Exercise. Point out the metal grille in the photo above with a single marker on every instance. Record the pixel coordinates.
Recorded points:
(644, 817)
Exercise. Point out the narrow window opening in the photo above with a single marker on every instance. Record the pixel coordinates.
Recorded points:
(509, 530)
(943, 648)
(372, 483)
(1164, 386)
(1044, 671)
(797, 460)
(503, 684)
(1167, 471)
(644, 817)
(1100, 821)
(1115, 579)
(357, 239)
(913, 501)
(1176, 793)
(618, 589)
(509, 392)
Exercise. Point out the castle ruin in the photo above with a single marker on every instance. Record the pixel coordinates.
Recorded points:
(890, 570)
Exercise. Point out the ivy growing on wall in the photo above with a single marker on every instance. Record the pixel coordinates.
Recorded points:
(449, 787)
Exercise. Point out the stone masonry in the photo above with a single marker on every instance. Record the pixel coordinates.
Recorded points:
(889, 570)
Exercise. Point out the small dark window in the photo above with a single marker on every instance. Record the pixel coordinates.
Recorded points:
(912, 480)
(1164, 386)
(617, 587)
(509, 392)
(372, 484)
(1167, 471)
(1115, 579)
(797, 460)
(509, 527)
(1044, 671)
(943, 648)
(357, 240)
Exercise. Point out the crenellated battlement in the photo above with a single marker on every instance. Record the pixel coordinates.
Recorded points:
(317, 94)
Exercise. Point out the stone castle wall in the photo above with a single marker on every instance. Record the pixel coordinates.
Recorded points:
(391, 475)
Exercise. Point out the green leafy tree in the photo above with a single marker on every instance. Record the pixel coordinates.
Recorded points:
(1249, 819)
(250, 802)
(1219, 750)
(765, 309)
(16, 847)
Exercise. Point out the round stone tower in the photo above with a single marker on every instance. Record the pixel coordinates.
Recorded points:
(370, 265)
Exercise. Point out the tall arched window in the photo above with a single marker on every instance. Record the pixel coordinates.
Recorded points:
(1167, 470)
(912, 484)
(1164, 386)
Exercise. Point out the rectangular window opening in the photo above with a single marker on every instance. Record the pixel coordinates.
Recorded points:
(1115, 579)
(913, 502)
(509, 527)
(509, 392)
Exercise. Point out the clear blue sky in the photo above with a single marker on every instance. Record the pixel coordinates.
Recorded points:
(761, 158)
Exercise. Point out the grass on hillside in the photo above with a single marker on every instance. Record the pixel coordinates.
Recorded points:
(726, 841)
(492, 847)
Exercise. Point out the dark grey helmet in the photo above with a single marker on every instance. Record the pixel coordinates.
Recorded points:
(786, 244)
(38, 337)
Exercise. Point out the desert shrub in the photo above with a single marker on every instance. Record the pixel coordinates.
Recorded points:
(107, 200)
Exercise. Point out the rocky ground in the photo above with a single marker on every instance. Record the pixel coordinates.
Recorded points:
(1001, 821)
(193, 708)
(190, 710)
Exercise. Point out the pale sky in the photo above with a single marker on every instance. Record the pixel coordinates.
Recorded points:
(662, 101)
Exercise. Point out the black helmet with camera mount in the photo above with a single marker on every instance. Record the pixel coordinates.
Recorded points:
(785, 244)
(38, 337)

----

Return all of the items above unchanged, reproducing every line verbatim.

◆ COMPLETE RESPONSE
Exercise. Point out the metal grille in the photo above with a single marker on every instance. Record the pixel coordinates.
Recorded points:
(644, 817)
Exercise. Point out the narrow window opening in the photo above with a single marker on every instance. Record the pixel coordinates.
Recorded points:
(509, 530)
(943, 648)
(372, 483)
(1164, 386)
(1044, 671)
(797, 460)
(503, 684)
(1167, 471)
(644, 817)
(1100, 821)
(1115, 579)
(357, 239)
(913, 501)
(1176, 793)
(618, 589)
(509, 392)
Exercise. Point out the castle ruin in the photo above with a single marker on every instance. Record the pixel coordinates.
Recorded points:
(890, 570)
Exercise. Point out the ivy growing on wall in the photo above with a single marker on every instance. Record the pixel coordinates.
Recorded points:
(449, 787)
Exercise. Point out the stone masonry in the photo above with a single marker on every instance. Record the pixel coordinates.
Recorded points:
(889, 570)
Exercise. Point out the small dark window in the photo above with a single marker on every instance. Record the pixel coordinates.
Recorded points:
(912, 480)
(1164, 386)
(617, 587)
(509, 392)
(372, 484)
(1167, 471)
(1115, 579)
(797, 460)
(509, 527)
(1044, 671)
(943, 648)
(357, 240)
Exercise. Point out the crenellated battlement in the photo above with a single marker on every instance. Record the pixel coordinates.
Recorded points:
(317, 94)
Exercise. Point out the stone castle wall in the photo above with a single marker on every instance. Record the pixel coordinates.
Recorded points:
(391, 475)
Exercise. Point out the green leafy tree in the photo above with a single marker on every instance. Record the pixel coordinates.
Recorded points:
(1249, 819)
(250, 802)
(1219, 750)
(765, 309)
(16, 847)
Exercise. Point out the round stone tower in the photo above with a single marker on every instance. Record the pixel coordinates.
Recorded points:
(370, 265)
Exercise. Point out the tall arched window in the photo above with a single marker on every instance. Record the pixel coordinates.
Recorded points:
(1167, 470)
(912, 484)
(1164, 386)
Exercise. Point out the rectangular window opening in the photo above with a single marker on every instance. Record the pixel coordinates.
Recorded points:
(1115, 579)
(913, 502)
(509, 527)
(509, 392)
Exercise. Point out the clear blue sky in the photo above with a single marker on every instance. Record the pixel coordinates.
Recorded points:
(761, 158)
Exercise. Point out the grass on hillside in the photo above with a single marker on every instance. Record the pixel coordinates.
Recorded points:
(726, 841)
(492, 847)
Exercise. Point out the dark grey helmet in the photo above with a single marker on every instance. Record the pixel coordinates.
Recorded points:
(786, 244)
(38, 337)
Exercise. Point out the desert shrub in the photo above with a single marker on every instance. Record the pixel coordinates.
Recorded points:
(107, 200)
Exercise. Point out the rocky ground in the photo above with a single marker on every instance. Record the pixel coordinates.
Recorded points:
(1001, 821)
(193, 708)
(190, 710)
Exercise. Point out the pale sky in the photo above with a single marker on every instance. Record the pixel coordinates.
Recorded points:
(662, 101)
Exercise. Point out the black helmet with camera mount in the photo above with a single marker on every instance. Record the pixel coordinates.
Recorded points:
(785, 244)
(38, 337)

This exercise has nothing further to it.